[begin Record excerpts]

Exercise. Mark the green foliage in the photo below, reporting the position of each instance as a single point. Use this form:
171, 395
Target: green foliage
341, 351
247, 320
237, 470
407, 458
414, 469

[end Record excerpts]

• _Your task_:
Copy every row above word for word, without changing anything.

• _Result of this exercise_:
Exercise. Mark the green foliage in the photo below, reporting the position of each instance as a single point. Use this form:
171, 395
Target: green foliage
341, 351
247, 320
237, 470
407, 458
414, 469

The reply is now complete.